**EXERCISE DETAILS**
In which lines of the data does the string "small" appear? Copy every one.

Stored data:
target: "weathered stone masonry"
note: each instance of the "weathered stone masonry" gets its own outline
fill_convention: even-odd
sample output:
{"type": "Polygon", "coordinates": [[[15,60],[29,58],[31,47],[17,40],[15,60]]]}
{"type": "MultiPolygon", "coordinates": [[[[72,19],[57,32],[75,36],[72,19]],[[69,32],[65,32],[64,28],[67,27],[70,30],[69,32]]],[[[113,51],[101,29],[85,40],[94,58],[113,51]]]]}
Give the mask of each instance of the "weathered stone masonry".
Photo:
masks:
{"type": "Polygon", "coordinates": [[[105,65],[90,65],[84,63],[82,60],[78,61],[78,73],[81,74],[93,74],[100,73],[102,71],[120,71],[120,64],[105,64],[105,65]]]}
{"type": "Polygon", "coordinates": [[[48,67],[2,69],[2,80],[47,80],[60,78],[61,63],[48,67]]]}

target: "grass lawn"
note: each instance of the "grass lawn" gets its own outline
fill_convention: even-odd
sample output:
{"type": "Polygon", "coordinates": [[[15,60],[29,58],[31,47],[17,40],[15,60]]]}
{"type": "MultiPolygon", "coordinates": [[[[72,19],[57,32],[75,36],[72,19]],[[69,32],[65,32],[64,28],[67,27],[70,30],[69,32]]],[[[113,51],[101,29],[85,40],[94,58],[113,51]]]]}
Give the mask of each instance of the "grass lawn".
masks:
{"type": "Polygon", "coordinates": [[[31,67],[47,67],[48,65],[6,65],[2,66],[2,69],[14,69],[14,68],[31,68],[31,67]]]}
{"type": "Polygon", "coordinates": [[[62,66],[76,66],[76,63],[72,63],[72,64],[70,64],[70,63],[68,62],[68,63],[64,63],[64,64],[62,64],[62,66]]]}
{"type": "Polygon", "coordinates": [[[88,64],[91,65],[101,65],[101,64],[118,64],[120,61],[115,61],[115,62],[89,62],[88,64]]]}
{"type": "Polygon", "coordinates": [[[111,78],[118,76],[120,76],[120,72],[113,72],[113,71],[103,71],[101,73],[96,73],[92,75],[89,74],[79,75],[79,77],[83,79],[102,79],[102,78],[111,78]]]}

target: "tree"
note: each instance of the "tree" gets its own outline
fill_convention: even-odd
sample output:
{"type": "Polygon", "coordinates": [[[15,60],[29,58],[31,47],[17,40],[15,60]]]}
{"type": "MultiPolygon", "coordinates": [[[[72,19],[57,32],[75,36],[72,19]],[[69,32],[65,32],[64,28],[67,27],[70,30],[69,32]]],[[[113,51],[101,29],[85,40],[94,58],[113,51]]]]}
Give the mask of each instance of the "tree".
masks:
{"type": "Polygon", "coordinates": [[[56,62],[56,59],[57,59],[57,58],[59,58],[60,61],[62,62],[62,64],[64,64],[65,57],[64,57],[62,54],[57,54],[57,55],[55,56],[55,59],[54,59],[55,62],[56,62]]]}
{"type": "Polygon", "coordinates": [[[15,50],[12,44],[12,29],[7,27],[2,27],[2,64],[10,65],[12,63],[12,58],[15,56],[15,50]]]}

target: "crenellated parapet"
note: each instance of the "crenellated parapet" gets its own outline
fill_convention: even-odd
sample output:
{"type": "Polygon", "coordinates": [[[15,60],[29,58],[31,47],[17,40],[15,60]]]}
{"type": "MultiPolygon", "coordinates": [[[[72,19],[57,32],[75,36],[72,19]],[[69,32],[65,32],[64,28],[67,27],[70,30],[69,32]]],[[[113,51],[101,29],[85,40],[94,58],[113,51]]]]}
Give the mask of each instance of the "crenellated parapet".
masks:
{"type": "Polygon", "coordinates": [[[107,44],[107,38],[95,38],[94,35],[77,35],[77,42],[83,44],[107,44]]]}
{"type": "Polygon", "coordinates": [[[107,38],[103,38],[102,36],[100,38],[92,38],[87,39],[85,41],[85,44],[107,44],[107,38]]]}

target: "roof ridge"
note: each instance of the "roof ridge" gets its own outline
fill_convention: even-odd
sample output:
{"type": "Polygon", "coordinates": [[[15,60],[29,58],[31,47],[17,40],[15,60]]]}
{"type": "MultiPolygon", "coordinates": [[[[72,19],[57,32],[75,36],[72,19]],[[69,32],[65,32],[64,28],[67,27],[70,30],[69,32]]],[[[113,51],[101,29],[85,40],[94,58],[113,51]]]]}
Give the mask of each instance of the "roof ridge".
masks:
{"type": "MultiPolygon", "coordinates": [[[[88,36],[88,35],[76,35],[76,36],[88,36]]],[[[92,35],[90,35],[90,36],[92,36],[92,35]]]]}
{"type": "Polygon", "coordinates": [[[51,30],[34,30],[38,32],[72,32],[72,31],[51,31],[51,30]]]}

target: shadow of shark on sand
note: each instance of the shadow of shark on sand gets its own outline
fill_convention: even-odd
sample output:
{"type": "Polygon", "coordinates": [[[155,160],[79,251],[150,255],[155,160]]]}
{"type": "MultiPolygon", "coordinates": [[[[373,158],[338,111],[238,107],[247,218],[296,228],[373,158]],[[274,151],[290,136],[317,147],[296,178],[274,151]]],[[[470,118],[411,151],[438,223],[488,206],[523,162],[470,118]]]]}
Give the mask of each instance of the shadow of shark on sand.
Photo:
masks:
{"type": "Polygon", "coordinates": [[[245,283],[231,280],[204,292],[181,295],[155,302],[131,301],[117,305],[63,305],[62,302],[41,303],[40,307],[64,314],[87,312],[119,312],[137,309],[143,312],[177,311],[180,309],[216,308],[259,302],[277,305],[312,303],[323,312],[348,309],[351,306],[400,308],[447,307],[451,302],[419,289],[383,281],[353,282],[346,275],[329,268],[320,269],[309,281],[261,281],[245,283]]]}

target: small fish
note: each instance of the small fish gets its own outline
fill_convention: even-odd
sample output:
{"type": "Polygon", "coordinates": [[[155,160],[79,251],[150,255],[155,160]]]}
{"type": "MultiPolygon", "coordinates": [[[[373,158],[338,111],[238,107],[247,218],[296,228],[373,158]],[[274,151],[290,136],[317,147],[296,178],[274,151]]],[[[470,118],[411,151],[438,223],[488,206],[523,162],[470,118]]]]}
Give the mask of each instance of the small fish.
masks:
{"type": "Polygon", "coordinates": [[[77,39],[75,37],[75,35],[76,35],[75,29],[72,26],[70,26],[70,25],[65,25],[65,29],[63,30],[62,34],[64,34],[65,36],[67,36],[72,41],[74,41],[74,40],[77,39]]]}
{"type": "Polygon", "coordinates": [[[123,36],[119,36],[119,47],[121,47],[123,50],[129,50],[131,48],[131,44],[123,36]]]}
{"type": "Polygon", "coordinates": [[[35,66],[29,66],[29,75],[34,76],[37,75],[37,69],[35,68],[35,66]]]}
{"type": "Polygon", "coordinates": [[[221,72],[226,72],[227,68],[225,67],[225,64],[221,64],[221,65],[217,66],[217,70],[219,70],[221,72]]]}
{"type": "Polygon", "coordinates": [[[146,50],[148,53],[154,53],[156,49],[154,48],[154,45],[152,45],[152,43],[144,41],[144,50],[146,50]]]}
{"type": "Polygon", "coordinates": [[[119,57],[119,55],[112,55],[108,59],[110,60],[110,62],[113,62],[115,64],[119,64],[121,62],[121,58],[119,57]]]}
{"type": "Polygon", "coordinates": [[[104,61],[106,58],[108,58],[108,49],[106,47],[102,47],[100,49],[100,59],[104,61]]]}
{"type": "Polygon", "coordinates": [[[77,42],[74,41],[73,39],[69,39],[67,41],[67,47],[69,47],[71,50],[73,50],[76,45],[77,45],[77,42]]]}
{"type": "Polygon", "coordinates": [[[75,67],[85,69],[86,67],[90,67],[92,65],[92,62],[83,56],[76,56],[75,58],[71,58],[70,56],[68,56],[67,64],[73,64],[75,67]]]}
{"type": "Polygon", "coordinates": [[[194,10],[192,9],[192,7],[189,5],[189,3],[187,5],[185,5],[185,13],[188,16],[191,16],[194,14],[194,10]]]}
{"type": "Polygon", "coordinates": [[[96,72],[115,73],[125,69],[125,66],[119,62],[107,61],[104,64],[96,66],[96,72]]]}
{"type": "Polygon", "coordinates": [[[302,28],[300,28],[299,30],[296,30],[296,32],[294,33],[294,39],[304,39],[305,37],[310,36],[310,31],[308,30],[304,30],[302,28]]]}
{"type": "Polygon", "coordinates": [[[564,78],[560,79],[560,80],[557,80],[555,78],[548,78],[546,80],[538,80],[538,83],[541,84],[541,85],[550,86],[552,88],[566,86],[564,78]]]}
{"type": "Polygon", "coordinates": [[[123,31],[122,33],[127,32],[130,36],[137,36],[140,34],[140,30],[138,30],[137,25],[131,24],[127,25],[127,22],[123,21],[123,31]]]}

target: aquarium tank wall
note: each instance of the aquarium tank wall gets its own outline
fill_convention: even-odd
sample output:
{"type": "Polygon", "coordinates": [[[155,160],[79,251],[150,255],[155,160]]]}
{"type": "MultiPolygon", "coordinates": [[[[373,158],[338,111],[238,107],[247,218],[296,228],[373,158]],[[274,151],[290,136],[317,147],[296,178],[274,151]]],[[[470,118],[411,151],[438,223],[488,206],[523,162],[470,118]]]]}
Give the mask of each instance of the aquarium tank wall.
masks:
---
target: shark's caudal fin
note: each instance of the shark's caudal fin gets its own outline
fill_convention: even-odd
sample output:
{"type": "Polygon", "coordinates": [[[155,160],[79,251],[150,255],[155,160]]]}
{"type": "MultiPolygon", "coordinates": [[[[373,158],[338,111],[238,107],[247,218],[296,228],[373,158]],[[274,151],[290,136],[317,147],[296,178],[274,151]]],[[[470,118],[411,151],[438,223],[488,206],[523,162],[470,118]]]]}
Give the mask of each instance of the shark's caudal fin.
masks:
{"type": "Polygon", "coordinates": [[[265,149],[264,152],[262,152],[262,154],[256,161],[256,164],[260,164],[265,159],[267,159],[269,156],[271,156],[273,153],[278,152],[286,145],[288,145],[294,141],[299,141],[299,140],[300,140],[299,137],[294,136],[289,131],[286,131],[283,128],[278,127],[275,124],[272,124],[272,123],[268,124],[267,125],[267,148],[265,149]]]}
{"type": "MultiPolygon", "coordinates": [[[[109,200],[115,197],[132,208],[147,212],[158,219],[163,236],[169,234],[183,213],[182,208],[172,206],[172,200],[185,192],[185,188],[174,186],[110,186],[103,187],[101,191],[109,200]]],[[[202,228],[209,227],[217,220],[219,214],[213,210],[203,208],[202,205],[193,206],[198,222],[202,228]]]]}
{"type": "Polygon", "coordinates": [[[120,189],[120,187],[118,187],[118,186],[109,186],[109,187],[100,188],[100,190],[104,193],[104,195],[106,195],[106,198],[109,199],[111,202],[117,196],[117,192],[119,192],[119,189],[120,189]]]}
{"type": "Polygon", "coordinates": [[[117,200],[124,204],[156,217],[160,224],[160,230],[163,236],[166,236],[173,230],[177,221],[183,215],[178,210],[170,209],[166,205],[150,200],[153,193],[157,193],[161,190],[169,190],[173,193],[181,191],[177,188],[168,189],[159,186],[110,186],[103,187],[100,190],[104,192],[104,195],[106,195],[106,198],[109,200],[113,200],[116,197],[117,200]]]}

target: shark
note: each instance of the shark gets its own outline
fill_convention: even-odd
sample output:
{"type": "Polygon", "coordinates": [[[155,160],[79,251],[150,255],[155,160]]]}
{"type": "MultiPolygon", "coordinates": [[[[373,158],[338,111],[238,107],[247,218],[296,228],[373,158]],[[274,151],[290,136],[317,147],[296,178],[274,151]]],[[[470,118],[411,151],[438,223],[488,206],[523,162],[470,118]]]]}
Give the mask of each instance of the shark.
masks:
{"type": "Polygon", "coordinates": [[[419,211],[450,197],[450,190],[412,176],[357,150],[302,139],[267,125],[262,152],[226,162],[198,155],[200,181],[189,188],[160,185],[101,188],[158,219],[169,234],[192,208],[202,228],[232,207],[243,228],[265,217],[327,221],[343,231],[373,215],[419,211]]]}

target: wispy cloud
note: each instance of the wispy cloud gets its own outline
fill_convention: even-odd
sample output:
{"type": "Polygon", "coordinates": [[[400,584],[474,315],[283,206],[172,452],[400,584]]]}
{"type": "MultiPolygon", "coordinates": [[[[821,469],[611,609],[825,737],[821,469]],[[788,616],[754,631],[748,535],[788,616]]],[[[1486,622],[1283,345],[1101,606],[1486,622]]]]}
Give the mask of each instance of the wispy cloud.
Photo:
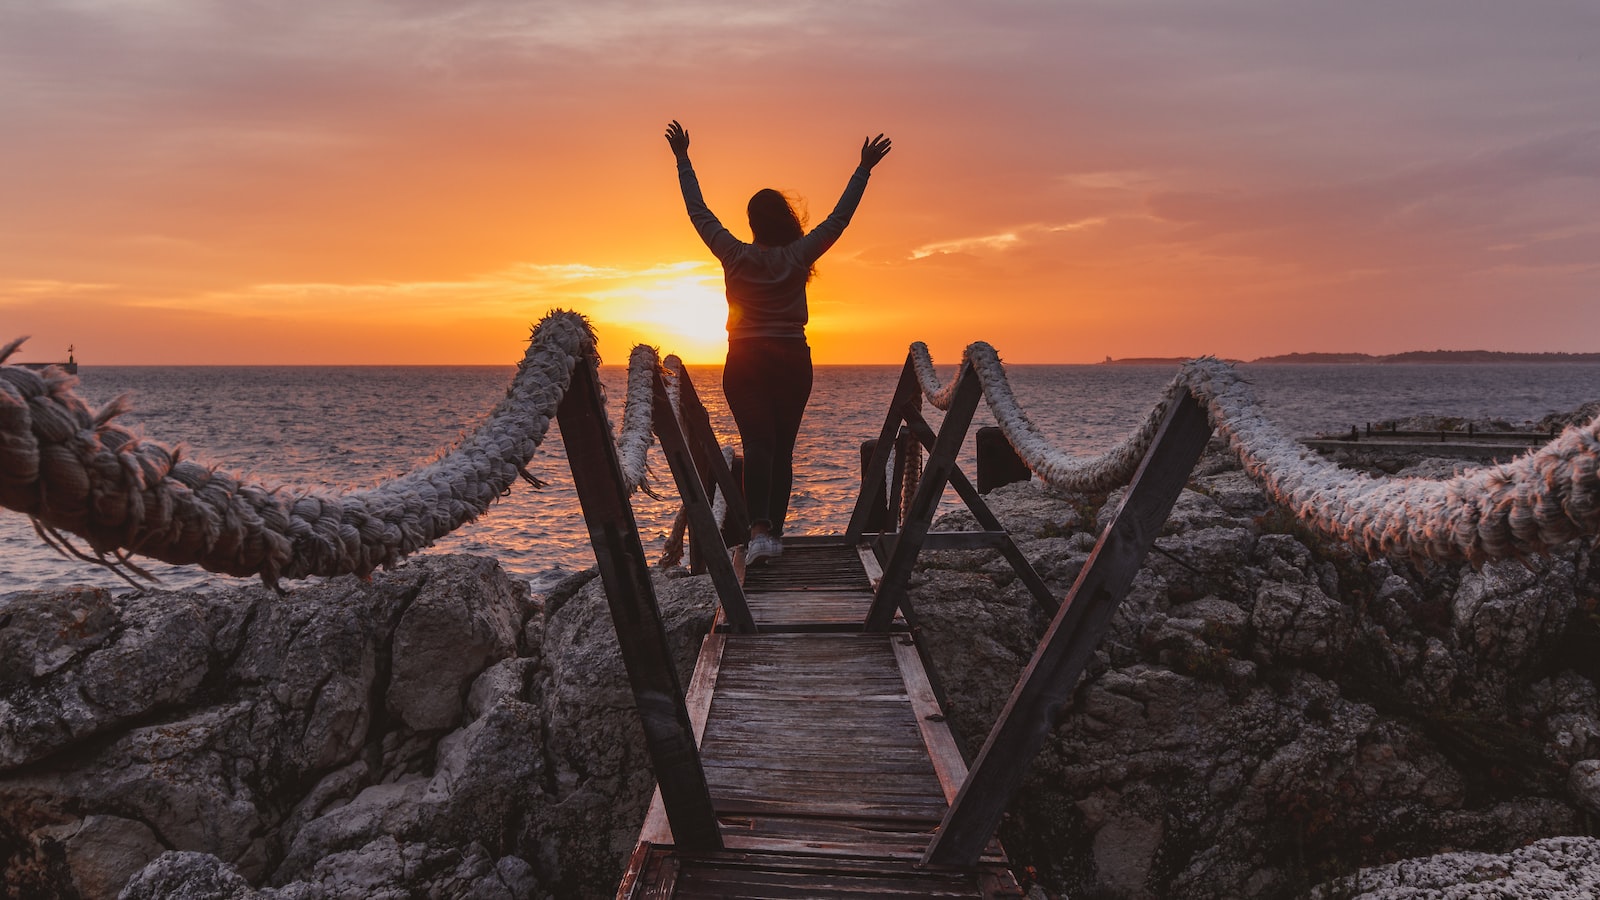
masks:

**SOLUTION**
target: small fish
note: each instance of the small fish gets its own outline
Give the mask of each instance of the small fish.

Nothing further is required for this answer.